Section du texte:
TEMPS ET MUSIQUE
Et c’est peut-être, au fond, ce que nous recherchons, consciemment ou non, en écoutant une oeuvre dont nous savons que nous pourrons à tout moment la réécouter, non pas semblable mais rigoureusement identique à elle-même : l’expérience inespérée de la réversibilité, qui peut nous donner, le temps d’une écoute, l’illusion délicieuse de notre propre pérennité.
Deux pianistes hors du commun
Les musiques qui sont elles-mêmes intemporelles se prêtent particulièrement bien à cette illusion, et d’abord celle de Bach. Nous pouvons en faire l’expérience avec une édition nouvelle de quatre de ses Concertos pour clavier (BWV 1054, 6, 7, 8) par David Fray qui dirige simultanément l’Orchestre de chambre de Brême1. Chacun de nous a son interprétation préférée, celle de Gould ou de Perahia, par exemple. Ce qui fait le prix de celle de Fray est qu’elle ne ressemble à aucune autre. Tout d’abord, tout en respectant rigoureusement la mesure et en étant limpide, son jeu s’étale du pianissimo le plus fin au fortissimo ; et il est, selon les moments, percutant comme pour du Bartok ou velouté comme pour Debussy. Un complet renouvellement.
Emmanuelle Swiercz, dont nous avions analysé ici un premier disque – décoiffant – consacré à Rachmaninov, s’attaque à présent à Schumann, avec le Carnaval et, moins jouées, les Bunte Blätter2. Son Schumann ne ressemble, lui non plus, à aucun autre. Ne parlons pas de la technique, qui ferait rougir les plus grands pianistes de l’ancienne école et qui rappelle celle de Martha Argerich. Mais Schumann, c’est à la fois l’emportement romantique jusqu’à la folie, et le mystère : l’interprétation d’Emmanuelle Swiercz est habitée de l’un et de l’autre. Son Carnaval est coloré, tourmenté, toujours inquiétant. Les Bunte Blätter, rarement enregistrées, sont des pièces d’une fantastique richesse, notamment harmonique, qu’elle joue avec une extrême subtilité. Une découverte, un grand plaisir.
Au total, avec Emmanuelle Swiercz, David Fray, et deux ou trois autres (dont notre camarade Jonathan Gilad), la nouvelle génération de pianistes français n’a rien à envier à la russe ni à la chinoise.

Liste des données:
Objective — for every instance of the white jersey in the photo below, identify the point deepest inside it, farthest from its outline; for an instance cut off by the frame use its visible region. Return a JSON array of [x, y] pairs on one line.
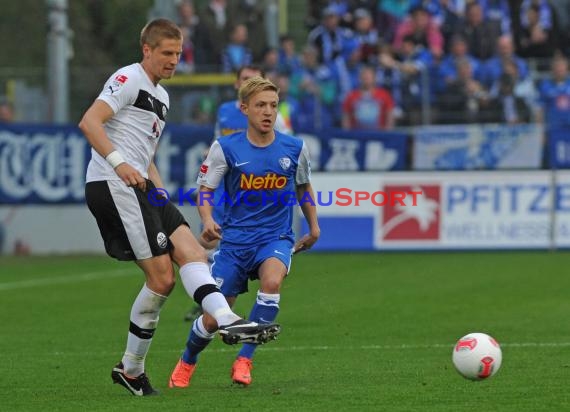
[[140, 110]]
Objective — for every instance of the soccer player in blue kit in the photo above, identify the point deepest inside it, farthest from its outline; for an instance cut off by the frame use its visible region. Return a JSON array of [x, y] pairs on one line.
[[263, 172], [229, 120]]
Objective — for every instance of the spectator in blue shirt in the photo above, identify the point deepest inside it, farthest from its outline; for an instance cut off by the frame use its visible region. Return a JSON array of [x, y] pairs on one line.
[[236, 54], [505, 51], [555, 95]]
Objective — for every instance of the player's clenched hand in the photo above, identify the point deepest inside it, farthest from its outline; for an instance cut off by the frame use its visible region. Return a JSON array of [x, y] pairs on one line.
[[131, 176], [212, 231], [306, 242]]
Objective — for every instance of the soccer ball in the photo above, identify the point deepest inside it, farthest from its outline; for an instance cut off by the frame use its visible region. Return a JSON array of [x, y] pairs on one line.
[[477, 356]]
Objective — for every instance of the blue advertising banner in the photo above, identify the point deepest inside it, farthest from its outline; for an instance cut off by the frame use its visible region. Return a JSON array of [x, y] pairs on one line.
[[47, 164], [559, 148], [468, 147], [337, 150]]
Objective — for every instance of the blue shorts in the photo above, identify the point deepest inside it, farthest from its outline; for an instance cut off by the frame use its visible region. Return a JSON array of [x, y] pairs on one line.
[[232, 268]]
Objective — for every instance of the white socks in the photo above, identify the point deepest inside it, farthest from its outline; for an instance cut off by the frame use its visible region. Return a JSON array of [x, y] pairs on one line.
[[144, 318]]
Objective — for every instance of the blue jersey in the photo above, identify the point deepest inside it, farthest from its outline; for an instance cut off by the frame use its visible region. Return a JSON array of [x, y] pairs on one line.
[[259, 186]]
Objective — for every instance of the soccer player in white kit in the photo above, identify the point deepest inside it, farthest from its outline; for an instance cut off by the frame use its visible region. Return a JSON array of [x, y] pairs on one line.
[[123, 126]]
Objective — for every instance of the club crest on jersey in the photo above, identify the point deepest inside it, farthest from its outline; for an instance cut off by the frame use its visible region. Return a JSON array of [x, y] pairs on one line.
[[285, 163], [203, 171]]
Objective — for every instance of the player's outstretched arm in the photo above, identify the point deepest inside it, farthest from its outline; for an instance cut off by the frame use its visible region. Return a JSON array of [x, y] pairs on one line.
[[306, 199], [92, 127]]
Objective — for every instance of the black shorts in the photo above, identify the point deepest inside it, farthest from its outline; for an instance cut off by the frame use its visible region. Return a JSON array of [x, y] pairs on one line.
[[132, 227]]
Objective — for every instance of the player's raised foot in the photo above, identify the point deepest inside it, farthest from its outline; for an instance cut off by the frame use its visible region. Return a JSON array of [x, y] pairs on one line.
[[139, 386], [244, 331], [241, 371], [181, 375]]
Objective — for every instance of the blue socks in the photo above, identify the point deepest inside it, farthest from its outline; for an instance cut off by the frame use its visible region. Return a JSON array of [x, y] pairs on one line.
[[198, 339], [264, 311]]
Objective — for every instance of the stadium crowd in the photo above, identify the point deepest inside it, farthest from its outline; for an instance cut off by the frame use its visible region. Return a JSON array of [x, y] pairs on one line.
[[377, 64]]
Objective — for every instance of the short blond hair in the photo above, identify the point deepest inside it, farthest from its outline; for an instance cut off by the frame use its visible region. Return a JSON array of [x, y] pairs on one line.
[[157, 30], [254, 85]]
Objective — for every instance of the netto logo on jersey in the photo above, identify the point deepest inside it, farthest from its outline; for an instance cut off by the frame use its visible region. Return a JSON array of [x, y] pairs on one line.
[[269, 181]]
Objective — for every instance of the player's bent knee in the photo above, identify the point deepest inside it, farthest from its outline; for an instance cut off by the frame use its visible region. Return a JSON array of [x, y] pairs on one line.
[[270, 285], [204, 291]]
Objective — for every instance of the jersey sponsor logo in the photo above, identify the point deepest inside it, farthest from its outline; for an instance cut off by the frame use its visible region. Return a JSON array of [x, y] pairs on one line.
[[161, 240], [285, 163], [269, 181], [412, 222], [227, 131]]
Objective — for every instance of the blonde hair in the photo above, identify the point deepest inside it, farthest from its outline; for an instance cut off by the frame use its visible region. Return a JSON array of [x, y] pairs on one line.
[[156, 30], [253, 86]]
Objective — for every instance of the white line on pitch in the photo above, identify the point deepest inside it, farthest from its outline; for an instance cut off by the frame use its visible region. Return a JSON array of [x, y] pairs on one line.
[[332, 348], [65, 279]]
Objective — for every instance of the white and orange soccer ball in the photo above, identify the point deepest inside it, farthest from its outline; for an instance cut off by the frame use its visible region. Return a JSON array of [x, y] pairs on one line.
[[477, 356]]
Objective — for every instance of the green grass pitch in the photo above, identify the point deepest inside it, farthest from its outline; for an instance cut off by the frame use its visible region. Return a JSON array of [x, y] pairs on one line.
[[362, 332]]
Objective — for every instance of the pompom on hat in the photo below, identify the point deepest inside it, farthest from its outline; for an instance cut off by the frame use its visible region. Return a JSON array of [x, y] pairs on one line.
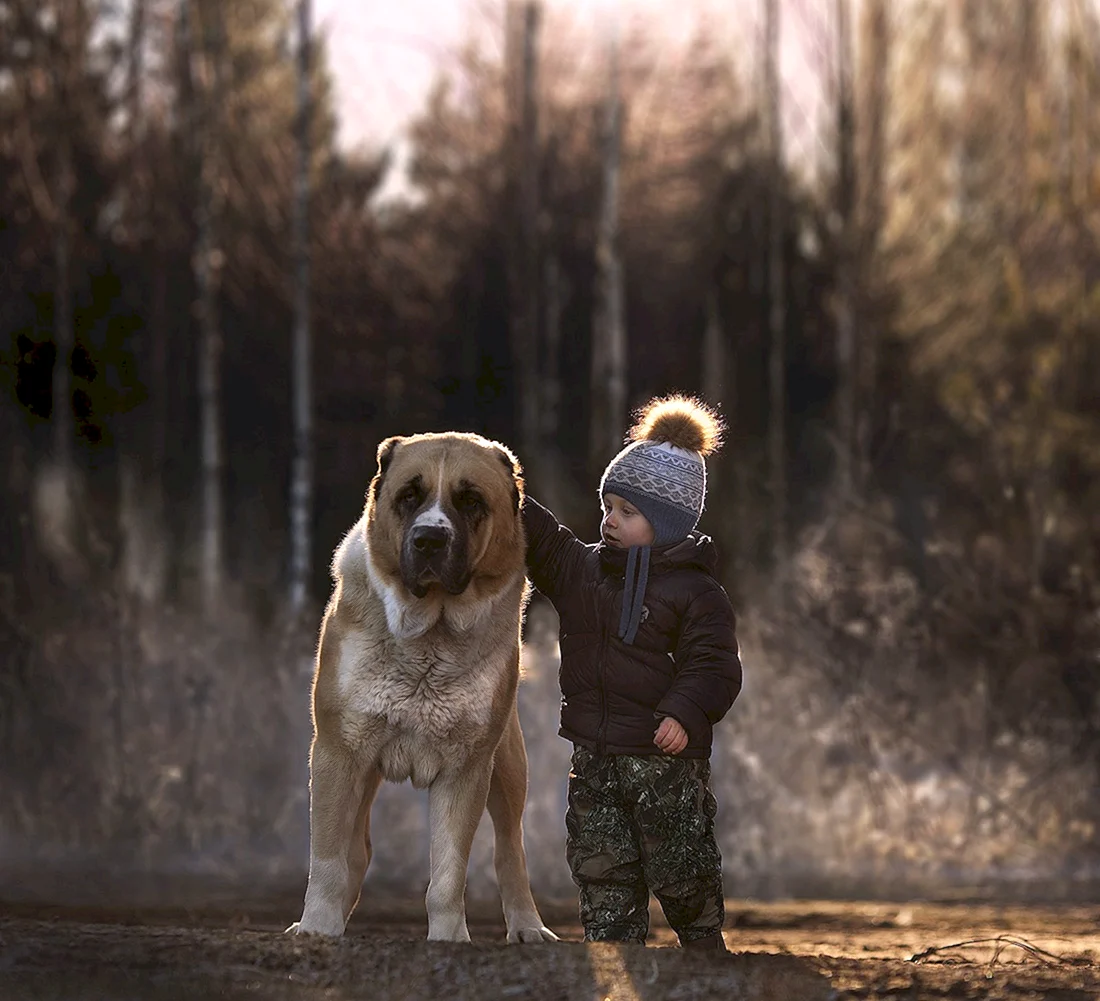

Travail à faire: Quel résumé en deux phrases donneriez-vous de la chronique sur les deux pianistes ?

La solution: Dans quatre concertos pour clavier de Bach, David Fray, qui dirige en même temps l'Orchestre de chambre de Brême, offre une interprétation qui ne ressemble à aucune autre, limpide et allant du pianissimo le plus fin au fortissimo. Emmanuelle Swiercz joue le Carnaval et les Bunte Blätter de Schumann avec une interprétation habitée d'emportement et de mystère, et avec eux la nouvelle génération de pianistes français n'a rien à envier à la russe ni à la chinoise.